What is required:
Could you convert every line of the records below into a Markdown table with the columns "Row" and "Line", numbering each row and leaving out blank lines?

--- Records supplied ---

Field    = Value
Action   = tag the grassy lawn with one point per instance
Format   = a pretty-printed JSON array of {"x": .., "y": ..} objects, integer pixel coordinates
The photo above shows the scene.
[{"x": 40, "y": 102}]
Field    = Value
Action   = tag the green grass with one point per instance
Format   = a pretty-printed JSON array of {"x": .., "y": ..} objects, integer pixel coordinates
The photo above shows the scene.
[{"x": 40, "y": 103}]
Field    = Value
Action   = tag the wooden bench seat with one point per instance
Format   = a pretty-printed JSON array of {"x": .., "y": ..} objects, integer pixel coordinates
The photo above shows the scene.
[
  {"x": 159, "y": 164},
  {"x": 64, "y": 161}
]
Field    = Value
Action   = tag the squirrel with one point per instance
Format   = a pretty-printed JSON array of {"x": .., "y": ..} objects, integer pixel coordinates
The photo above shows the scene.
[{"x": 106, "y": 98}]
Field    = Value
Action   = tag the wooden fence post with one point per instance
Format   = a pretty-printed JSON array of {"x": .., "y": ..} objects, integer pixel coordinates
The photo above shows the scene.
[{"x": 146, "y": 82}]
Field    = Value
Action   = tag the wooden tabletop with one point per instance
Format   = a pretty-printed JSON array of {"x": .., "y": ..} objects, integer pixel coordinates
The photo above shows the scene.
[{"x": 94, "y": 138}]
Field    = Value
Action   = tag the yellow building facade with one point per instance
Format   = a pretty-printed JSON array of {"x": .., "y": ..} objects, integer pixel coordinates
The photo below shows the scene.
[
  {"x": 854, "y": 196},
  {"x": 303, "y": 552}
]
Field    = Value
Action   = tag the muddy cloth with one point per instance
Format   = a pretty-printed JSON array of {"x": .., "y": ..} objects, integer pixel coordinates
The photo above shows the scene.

---

Complete answer:
| Row | Line |
|---|---|
| 1 | Field    = Value |
| 2 | Action   = tag the grassy lawn with one point per instance |
| 3 | Format   = a pretty-printed JSON array of {"x": .., "y": ..} objects, integer pixel coordinates |
| 4 | The photo above shows the scene. |
| 5 | [{"x": 40, "y": 102}] |
| 6 | Field    = Value |
| 7 | Action   = tag the green grass with one point per instance |
| 8 | Format   = a pretty-printed JSON array of {"x": .., "y": ..} objects, integer pixel coordinates |
| 9 | The photo above shows the scene. |
| 10 | [{"x": 40, "y": 103}] |
| 11 | Field    = Value |
| 12 | Action   = tag the wooden bench seat with one point per instance |
| 13 | Format   = a pretty-printed JSON array of {"x": .., "y": ..} objects, integer pixel coordinates |
| 14 | The photo above shows the scene. |
| 15 | [ |
| 16 |   {"x": 159, "y": 164}, |
| 17 |   {"x": 64, "y": 161} |
| 18 | ] |
| 19 | Field    = Value |
| 20 | Action   = tag the squirrel with one point per instance |
| 21 | Format   = a pretty-printed JSON array of {"x": .., "y": ..} objects, integer pixel coordinates |
| 22 | The photo above shows the scene. |
| 23 | [{"x": 106, "y": 98}] |
| 24 | Field    = Value |
| 25 | Action   = tag the wooden fence post with one point per instance |
| 26 | Format   = a pretty-printed JSON array of {"x": .., "y": ..} objects, integer pixel coordinates |
| 27 | The photo above shows the scene. |
| 28 | [{"x": 146, "y": 82}] |
| 29 | Field    = Value |
| 30 | Action   = tag the wooden tabletop with one point per instance |
| 31 | Format   = a pretty-printed JSON array of {"x": .., "y": ..} objects, integer pixel coordinates |
| 32 | The photo above shows the scene. |
| 33 | [{"x": 94, "y": 138}] |
| 34 | Field    = Value |
| 35 | Action   = tag the yellow building facade with one point per instance |
| 36 | Format   = a pretty-printed JSON array of {"x": .., "y": ..} objects, integer pixel coordinates |
| 37 | The photo below shows the scene. |
| 38 | [ |
| 39 |   {"x": 854, "y": 196}, |
| 40 |   {"x": 303, "y": 552} |
| 41 | ] |
| 42 | Field    = Value |
| 43 | Action   = tag the muddy cloth with one point per instance |
| 44 | Format   = a pretty-printed JSON array of {"x": .., "y": ..} objects, integer pixel coordinates |
| 45 | The photo above shows the scene. |